§ TASK DESCRIPTION: Locate the line with "of the overcast" in the material. Copy that line and each one after it, through the last, exactly and with nothing else.

§ LISTED ENTRIES:
--

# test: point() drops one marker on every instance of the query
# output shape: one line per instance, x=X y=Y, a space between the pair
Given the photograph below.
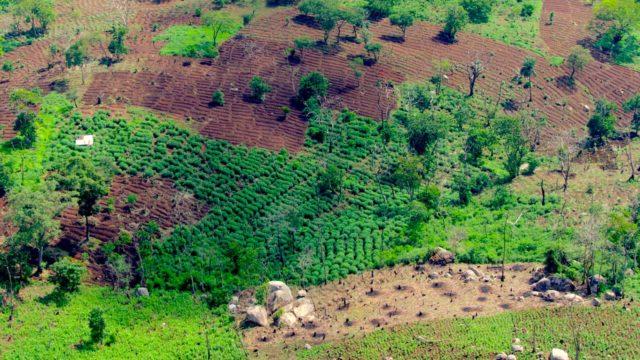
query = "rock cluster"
x=281 y=308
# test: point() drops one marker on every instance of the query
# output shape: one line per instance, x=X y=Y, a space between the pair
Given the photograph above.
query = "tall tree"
x=33 y=212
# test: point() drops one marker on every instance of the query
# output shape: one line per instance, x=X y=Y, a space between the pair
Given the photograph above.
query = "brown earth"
x=155 y=200
x=402 y=295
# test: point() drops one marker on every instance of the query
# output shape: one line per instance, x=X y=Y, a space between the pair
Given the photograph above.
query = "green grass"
x=602 y=333
x=27 y=165
x=164 y=326
x=192 y=41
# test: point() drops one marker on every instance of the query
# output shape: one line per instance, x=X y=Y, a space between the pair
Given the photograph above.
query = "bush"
x=67 y=275
x=217 y=99
x=97 y=325
x=527 y=10
x=479 y=10
x=312 y=85
x=259 y=88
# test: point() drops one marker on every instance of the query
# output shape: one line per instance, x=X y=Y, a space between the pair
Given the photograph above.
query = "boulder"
x=287 y=319
x=469 y=275
x=142 y=292
x=442 y=257
x=558 y=354
x=610 y=295
x=551 y=295
x=561 y=284
x=595 y=282
x=476 y=271
x=303 y=308
x=279 y=295
x=258 y=315
x=233 y=308
x=542 y=285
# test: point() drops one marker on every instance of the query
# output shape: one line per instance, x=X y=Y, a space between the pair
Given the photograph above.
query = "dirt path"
x=401 y=295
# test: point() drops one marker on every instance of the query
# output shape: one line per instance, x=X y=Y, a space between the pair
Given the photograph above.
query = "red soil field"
x=168 y=85
x=156 y=200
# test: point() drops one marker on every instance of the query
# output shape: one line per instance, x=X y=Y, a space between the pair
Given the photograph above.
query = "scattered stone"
x=258 y=315
x=303 y=308
x=233 y=308
x=595 y=282
x=287 y=319
x=442 y=257
x=543 y=284
x=610 y=295
x=142 y=292
x=279 y=295
x=629 y=272
x=551 y=295
x=558 y=354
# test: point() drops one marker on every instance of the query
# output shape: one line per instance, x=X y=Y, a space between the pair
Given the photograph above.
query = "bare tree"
x=474 y=70
x=567 y=152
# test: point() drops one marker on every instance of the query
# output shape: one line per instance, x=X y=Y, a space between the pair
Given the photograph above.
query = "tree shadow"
x=57 y=297
x=306 y=20
x=392 y=38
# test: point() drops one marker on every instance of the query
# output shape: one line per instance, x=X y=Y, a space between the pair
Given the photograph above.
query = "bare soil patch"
x=404 y=295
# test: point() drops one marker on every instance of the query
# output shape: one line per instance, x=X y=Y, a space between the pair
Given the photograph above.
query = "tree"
x=90 y=190
x=219 y=22
x=632 y=105
x=509 y=129
x=374 y=50
x=330 y=180
x=403 y=20
x=77 y=55
x=312 y=85
x=426 y=129
x=5 y=179
x=409 y=174
x=34 y=212
x=97 y=325
x=117 y=47
x=577 y=60
x=67 y=275
x=528 y=70
x=259 y=88
x=602 y=123
x=479 y=10
x=26 y=128
x=474 y=70
x=40 y=13
x=455 y=20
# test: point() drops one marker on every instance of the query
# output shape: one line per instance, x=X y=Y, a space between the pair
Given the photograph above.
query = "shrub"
x=217 y=99
x=312 y=85
x=259 y=88
x=97 y=325
x=527 y=10
x=67 y=275
x=479 y=10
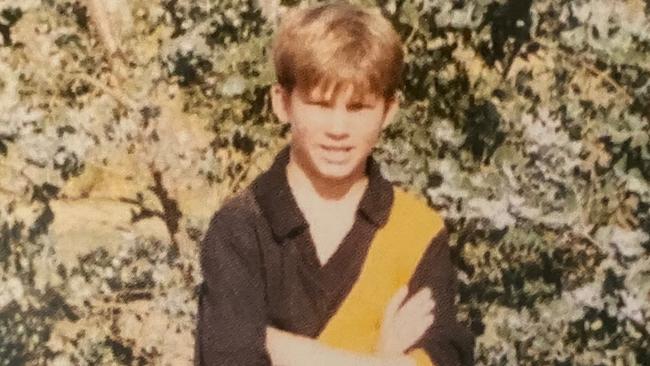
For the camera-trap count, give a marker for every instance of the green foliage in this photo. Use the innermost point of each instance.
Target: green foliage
(524, 122)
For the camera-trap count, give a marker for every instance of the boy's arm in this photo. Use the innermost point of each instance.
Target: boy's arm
(446, 342)
(288, 349)
(231, 327)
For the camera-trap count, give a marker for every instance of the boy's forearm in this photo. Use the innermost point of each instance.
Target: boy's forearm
(288, 349)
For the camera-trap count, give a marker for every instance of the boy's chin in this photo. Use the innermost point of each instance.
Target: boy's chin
(335, 171)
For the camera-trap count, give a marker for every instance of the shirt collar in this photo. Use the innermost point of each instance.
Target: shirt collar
(278, 205)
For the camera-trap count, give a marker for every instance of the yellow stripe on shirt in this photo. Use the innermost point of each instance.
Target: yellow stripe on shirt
(394, 254)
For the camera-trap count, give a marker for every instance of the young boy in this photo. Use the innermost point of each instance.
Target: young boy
(312, 263)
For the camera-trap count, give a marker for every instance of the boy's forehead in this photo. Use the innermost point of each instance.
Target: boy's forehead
(329, 91)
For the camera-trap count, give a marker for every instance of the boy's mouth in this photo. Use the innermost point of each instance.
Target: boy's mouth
(336, 148)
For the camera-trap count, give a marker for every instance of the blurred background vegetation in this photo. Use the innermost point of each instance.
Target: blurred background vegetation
(124, 124)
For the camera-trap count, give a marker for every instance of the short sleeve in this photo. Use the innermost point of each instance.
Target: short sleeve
(231, 319)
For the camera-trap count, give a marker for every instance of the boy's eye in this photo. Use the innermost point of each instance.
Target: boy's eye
(357, 106)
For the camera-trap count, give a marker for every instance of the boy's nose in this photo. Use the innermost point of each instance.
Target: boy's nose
(338, 126)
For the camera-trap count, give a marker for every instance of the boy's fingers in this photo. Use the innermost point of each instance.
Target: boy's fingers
(418, 302)
(396, 301)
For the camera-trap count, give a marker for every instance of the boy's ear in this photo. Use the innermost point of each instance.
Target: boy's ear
(392, 106)
(279, 102)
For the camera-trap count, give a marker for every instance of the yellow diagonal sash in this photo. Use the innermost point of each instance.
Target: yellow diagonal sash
(391, 261)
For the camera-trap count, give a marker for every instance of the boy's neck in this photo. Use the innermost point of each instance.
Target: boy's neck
(327, 191)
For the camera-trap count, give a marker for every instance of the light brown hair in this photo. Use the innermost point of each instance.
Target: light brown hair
(329, 45)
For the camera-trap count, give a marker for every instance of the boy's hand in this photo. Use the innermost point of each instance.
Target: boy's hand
(403, 326)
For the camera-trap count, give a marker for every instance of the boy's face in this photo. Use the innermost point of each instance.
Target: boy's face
(333, 134)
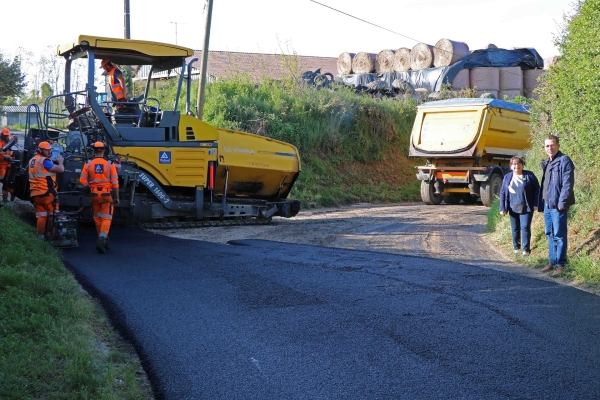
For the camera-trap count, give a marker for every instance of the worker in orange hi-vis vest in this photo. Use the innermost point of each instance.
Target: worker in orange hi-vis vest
(5, 158)
(42, 185)
(101, 175)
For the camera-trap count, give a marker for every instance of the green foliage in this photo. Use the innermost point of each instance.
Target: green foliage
(51, 332)
(494, 216)
(569, 107)
(330, 122)
(12, 80)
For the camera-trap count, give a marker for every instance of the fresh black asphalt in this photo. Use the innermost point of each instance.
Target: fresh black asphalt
(267, 320)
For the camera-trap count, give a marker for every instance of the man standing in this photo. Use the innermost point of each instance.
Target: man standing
(555, 199)
(42, 185)
(5, 158)
(116, 80)
(101, 175)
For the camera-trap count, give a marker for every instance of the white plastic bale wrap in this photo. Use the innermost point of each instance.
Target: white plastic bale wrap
(384, 61)
(461, 80)
(344, 63)
(363, 63)
(485, 79)
(494, 93)
(421, 56)
(510, 93)
(511, 78)
(402, 60)
(447, 52)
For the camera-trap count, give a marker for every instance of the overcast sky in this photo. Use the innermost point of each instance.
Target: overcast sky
(286, 26)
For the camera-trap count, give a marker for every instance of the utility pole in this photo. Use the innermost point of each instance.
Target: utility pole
(127, 23)
(204, 66)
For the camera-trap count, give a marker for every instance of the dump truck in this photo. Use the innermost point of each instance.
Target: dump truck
(467, 145)
(175, 169)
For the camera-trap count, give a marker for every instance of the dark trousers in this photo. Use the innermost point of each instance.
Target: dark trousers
(521, 230)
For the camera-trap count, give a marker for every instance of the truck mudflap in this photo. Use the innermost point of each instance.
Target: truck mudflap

--

§ EXPECTED ANSWER:
For the camera-trap count, give a marker for every instance of the overcast sky in this photo. Use the innermost point of each instance.
Target: overcast sky
(286, 26)
For the camera-trap count, give a marker for every instance of the utility pole in this photo. Use the innermost point of each instance.
Target: utility pole
(127, 23)
(204, 66)
For the camera-trap count, give a marker for every instance of the dump truck in this photo. Use the innermost point of each instance.
Target: dump truck
(467, 145)
(175, 169)
For the camera-trap count, give a marker for every instance of the dark trousers in this photo. Use the innermost point of each instance.
Target: dark trousers
(521, 230)
For the camera-trap count, give a marker for every instance of the truck mudflap in this photo. Use the innermost point of each instance.
Target: truck mudflap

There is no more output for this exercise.